* **Trecho selecionado**

O julgamento teve a participação dos Exmos. Desembargadores FERNANDO TORRES GARCIA (PRESIDENTE TRIBUNAL DE JUSTIÇA) (Presidente), BERETTA DA SILVEIRA (VICE PRESIDENTE), XAVIER DE AQUINO (DECANO), TORRES DE CARVALHO(PRES. SEÇÃO DE DIREITO PÚBLICO), HERALDO DE OLIVEIRA (PRES. SEÇÃO DE DIREITO PRIVADO) E CAMARGO ARANHA FILHO (PRES. SEÇÃO DE DIREITO CRIMINAL).

São Paulo, 5 de abril de 2024.

FRANCISCO LOUREIRO

Corregedor Geral da Justiça e Relator

APELAÇÃO CÍVEL nº 1015755-84.2023.8.26.0602

APELANTE: Banco do Brasil S/A

APELADO: 2º Oficial de Registro de Imóveis e Anexos da Comarca de Sorocaba

VOTO Nº 43.310

Registro de imóveis – Dúvida julgada procedente – Instrumento particular de venda e compra de imóvel com financiamento garantido por alienação fiduciária – Qualificação negativa – Ordem judicial de indisponibilidade de bens do devedor fiduciante – Inexistência de obstáculo ao registro do título – Óbice afastado – Apelação provida.

Trata-se de apelação interposta por Banco do Brasil S/Acontra a r. sentença proferida pelo MM. Juiz Corregedor Permanente do 2º Oficial de Registro de Imóveis, Títulos e Documentos e Civil de Pessoa Jurídica de Sorocaba/SP, que manteve a recusa do registro de instrumento particular, com força de escritura pública, de compra e venda e financiamento com garantia de alienação fiduciária, tendo por objeto o imóvel matriculado sob nº 90.481 junto à referida serventia extrajudicial, em virtude da existência de ordem de indisponibilidade em nome do outorgado comprador e devedor fiduciante (fls. 101/102).

* **Problema proposto**
Reproduza a parte do trecho selecionado que vai de "APELADO: 2º Oficial" a "afastado – Apelação provida.", inclusive. Os itens provêm de outra fonte.

* **Itens listados**
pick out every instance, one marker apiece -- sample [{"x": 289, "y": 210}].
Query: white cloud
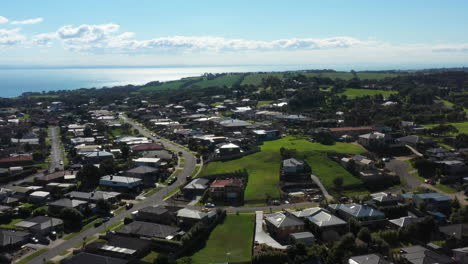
[
  {"x": 11, "y": 36},
  {"x": 44, "y": 39},
  {"x": 31, "y": 21},
  {"x": 3, "y": 20}
]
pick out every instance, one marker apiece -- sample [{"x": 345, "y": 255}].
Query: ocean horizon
[{"x": 16, "y": 80}]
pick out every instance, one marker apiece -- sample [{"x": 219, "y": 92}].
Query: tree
[
  {"x": 103, "y": 206},
  {"x": 71, "y": 217},
  {"x": 338, "y": 183},
  {"x": 365, "y": 235}
]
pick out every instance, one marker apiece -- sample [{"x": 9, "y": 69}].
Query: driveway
[{"x": 154, "y": 199}]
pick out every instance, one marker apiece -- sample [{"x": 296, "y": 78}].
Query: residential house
[
  {"x": 22, "y": 160},
  {"x": 433, "y": 201},
  {"x": 147, "y": 147},
  {"x": 196, "y": 187},
  {"x": 323, "y": 224},
  {"x": 95, "y": 196},
  {"x": 228, "y": 149},
  {"x": 368, "y": 259},
  {"x": 362, "y": 213},
  {"x": 306, "y": 238},
  {"x": 374, "y": 140},
  {"x": 148, "y": 230},
  {"x": 89, "y": 258},
  {"x": 403, "y": 221},
  {"x": 419, "y": 254},
  {"x": 228, "y": 190},
  {"x": 282, "y": 224},
  {"x": 188, "y": 217},
  {"x": 150, "y": 162},
  {"x": 123, "y": 183},
  {"x": 385, "y": 199},
  {"x": 57, "y": 206},
  {"x": 156, "y": 214},
  {"x": 97, "y": 157},
  {"x": 148, "y": 174},
  {"x": 12, "y": 239},
  {"x": 41, "y": 224}
]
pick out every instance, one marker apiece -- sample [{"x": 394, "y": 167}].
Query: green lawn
[
  {"x": 230, "y": 241},
  {"x": 224, "y": 80},
  {"x": 462, "y": 126},
  {"x": 256, "y": 78},
  {"x": 264, "y": 166},
  {"x": 353, "y": 93}
]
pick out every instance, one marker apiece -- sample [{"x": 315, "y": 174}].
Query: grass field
[
  {"x": 264, "y": 166},
  {"x": 225, "y": 80},
  {"x": 353, "y": 93},
  {"x": 256, "y": 78},
  {"x": 230, "y": 241},
  {"x": 462, "y": 126}
]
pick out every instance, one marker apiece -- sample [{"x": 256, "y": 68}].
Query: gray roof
[
  {"x": 292, "y": 162},
  {"x": 65, "y": 202},
  {"x": 146, "y": 229},
  {"x": 405, "y": 221},
  {"x": 281, "y": 220},
  {"x": 197, "y": 184},
  {"x": 358, "y": 210},
  {"x": 142, "y": 170},
  {"x": 11, "y": 237},
  {"x": 368, "y": 259},
  {"x": 322, "y": 218},
  {"x": 43, "y": 222}
]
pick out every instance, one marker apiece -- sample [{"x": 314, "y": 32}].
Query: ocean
[{"x": 15, "y": 81}]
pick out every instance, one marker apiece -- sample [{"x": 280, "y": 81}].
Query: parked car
[{"x": 209, "y": 205}]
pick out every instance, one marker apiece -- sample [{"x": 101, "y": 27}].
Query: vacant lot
[
  {"x": 230, "y": 241},
  {"x": 353, "y": 93},
  {"x": 264, "y": 166}
]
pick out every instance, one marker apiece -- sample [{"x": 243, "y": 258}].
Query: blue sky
[{"x": 144, "y": 32}]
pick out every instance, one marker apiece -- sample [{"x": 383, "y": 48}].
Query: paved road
[
  {"x": 55, "y": 152},
  {"x": 156, "y": 198}
]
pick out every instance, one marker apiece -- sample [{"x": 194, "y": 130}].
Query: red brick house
[{"x": 227, "y": 190}]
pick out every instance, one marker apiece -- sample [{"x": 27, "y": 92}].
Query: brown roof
[
  {"x": 223, "y": 183},
  {"x": 147, "y": 147}
]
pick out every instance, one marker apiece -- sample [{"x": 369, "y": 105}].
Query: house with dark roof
[
  {"x": 148, "y": 174},
  {"x": 89, "y": 258},
  {"x": 282, "y": 224},
  {"x": 12, "y": 239},
  {"x": 149, "y": 230},
  {"x": 422, "y": 255},
  {"x": 57, "y": 206},
  {"x": 362, "y": 213},
  {"x": 156, "y": 214},
  {"x": 195, "y": 188},
  {"x": 41, "y": 224},
  {"x": 368, "y": 259},
  {"x": 227, "y": 190},
  {"x": 95, "y": 196},
  {"x": 147, "y": 147},
  {"x": 323, "y": 224}
]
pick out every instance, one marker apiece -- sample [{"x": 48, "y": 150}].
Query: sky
[{"x": 328, "y": 33}]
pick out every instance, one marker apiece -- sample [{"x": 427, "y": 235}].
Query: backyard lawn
[
  {"x": 264, "y": 166},
  {"x": 230, "y": 241},
  {"x": 353, "y": 93},
  {"x": 462, "y": 126}
]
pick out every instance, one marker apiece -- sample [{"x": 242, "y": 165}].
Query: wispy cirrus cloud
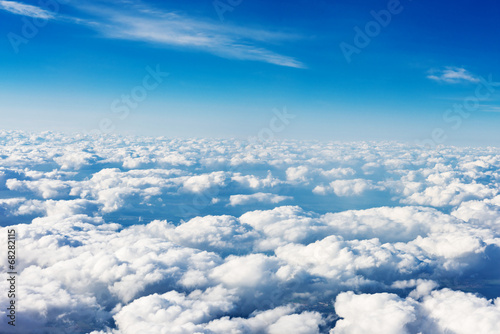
[
  {"x": 135, "y": 21},
  {"x": 25, "y": 10},
  {"x": 174, "y": 30},
  {"x": 453, "y": 75}
]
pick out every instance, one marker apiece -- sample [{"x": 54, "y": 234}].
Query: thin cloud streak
[
  {"x": 453, "y": 75},
  {"x": 171, "y": 30},
  {"x": 25, "y": 10}
]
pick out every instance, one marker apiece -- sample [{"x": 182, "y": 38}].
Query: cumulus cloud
[{"x": 403, "y": 240}]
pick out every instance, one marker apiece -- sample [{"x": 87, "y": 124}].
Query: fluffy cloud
[
  {"x": 256, "y": 198},
  {"x": 401, "y": 240}
]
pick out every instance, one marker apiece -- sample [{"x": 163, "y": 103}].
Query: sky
[{"x": 410, "y": 70}]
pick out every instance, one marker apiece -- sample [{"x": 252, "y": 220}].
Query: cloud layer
[{"x": 128, "y": 235}]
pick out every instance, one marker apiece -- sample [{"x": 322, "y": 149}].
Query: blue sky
[{"x": 230, "y": 65}]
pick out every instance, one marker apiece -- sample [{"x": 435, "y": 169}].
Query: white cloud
[
  {"x": 25, "y": 10},
  {"x": 229, "y": 269},
  {"x": 257, "y": 198},
  {"x": 453, "y": 75}
]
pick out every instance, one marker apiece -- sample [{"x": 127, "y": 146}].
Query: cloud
[
  {"x": 25, "y": 10},
  {"x": 257, "y": 198},
  {"x": 354, "y": 187},
  {"x": 453, "y": 75},
  {"x": 419, "y": 257}
]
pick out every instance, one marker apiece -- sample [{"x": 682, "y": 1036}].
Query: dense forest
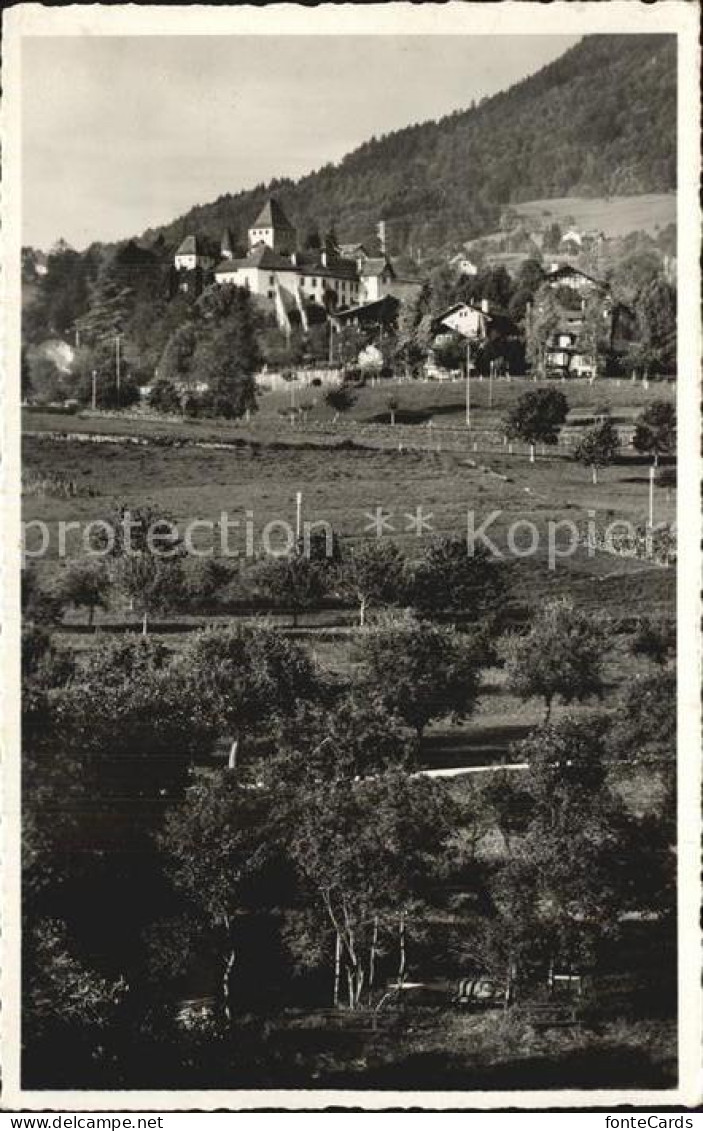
[{"x": 598, "y": 121}]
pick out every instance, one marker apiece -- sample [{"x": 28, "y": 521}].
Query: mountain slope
[{"x": 598, "y": 121}]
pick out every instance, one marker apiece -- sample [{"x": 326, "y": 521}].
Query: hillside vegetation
[{"x": 598, "y": 121}]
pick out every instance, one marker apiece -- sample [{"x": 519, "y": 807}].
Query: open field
[
  {"x": 613, "y": 215},
  {"x": 344, "y": 478}
]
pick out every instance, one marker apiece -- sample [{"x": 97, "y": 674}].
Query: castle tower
[
  {"x": 226, "y": 245},
  {"x": 274, "y": 229}
]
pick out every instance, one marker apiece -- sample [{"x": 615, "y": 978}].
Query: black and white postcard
[{"x": 350, "y": 537}]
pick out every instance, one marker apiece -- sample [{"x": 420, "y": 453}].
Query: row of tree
[{"x": 321, "y": 826}]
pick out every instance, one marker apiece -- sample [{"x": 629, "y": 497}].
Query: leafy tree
[
  {"x": 419, "y": 671},
  {"x": 571, "y": 872},
  {"x": 372, "y": 573},
  {"x": 95, "y": 365},
  {"x": 62, "y": 294},
  {"x": 68, "y": 1009},
  {"x": 415, "y": 331},
  {"x": 164, "y": 397},
  {"x": 43, "y": 664},
  {"x": 40, "y": 605},
  {"x": 656, "y": 430},
  {"x": 537, "y": 417},
  {"x": 227, "y": 354},
  {"x": 553, "y": 236},
  {"x": 132, "y": 735},
  {"x": 541, "y": 322},
  {"x": 598, "y": 447},
  {"x": 248, "y": 678},
  {"x": 369, "y": 851},
  {"x": 450, "y": 352},
  {"x": 647, "y": 719},
  {"x": 653, "y": 639},
  {"x": 339, "y": 398},
  {"x": 561, "y": 656},
  {"x": 150, "y": 584},
  {"x": 451, "y": 578},
  {"x": 45, "y": 379},
  {"x": 595, "y": 334},
  {"x": 25, "y": 376},
  {"x": 293, "y": 581},
  {"x": 656, "y": 309},
  {"x": 148, "y": 554},
  {"x": 85, "y": 583}
]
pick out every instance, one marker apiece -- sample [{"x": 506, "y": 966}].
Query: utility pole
[
  {"x": 118, "y": 367},
  {"x": 298, "y": 517},
  {"x": 468, "y": 383},
  {"x": 651, "y": 498}
]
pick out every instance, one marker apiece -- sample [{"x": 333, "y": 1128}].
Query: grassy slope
[
  {"x": 341, "y": 485},
  {"x": 615, "y": 216}
]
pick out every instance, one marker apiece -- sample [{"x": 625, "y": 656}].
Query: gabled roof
[
  {"x": 565, "y": 270},
  {"x": 191, "y": 245},
  {"x": 261, "y": 257},
  {"x": 373, "y": 267},
  {"x": 272, "y": 215},
  {"x": 349, "y": 250}
]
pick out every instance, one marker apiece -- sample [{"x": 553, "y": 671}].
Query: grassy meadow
[{"x": 345, "y": 471}]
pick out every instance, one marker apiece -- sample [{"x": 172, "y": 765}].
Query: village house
[
  {"x": 463, "y": 265},
  {"x": 301, "y": 287},
  {"x": 193, "y": 252},
  {"x": 565, "y": 275}
]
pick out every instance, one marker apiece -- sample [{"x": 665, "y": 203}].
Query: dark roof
[
  {"x": 352, "y": 249},
  {"x": 385, "y": 307},
  {"x": 566, "y": 269},
  {"x": 375, "y": 266},
  {"x": 261, "y": 257},
  {"x": 192, "y": 245},
  {"x": 272, "y": 215}
]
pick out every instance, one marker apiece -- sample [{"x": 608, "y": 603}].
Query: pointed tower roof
[{"x": 272, "y": 215}]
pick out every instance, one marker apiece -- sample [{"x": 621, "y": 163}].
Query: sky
[{"x": 126, "y": 132}]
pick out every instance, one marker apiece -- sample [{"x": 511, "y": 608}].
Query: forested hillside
[{"x": 598, "y": 121}]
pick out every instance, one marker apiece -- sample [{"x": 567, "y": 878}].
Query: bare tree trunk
[
  {"x": 401, "y": 949},
  {"x": 372, "y": 957},
  {"x": 337, "y": 969},
  {"x": 228, "y": 972},
  {"x": 234, "y": 750}
]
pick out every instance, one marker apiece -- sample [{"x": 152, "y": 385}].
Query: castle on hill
[{"x": 301, "y": 286}]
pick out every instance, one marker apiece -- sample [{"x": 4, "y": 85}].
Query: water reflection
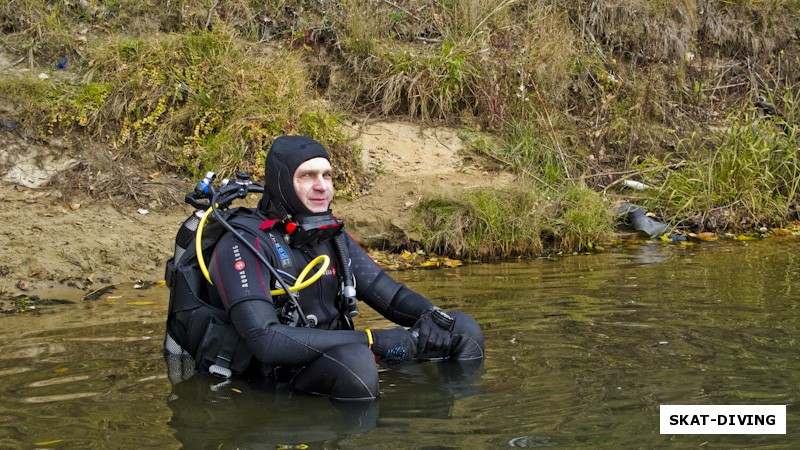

* **Resposta do exercício**
APELADO: 2º Oficial de Registro de Imóveis e Anexos da Comarca de Sorocaba

VOTO Nº 43.310

Registro de imóveis – Dúvida julgada procedente – Instrumento particular de venda e compra de imóvel com financiamento garantido por alienação fiduciária – Qualificação negativa – Ordem judicial de indisponibilidade de bens do devedor fiduciante – Inexistência de obstáculo ao registro do título – Óbice afastado – Apelação provida.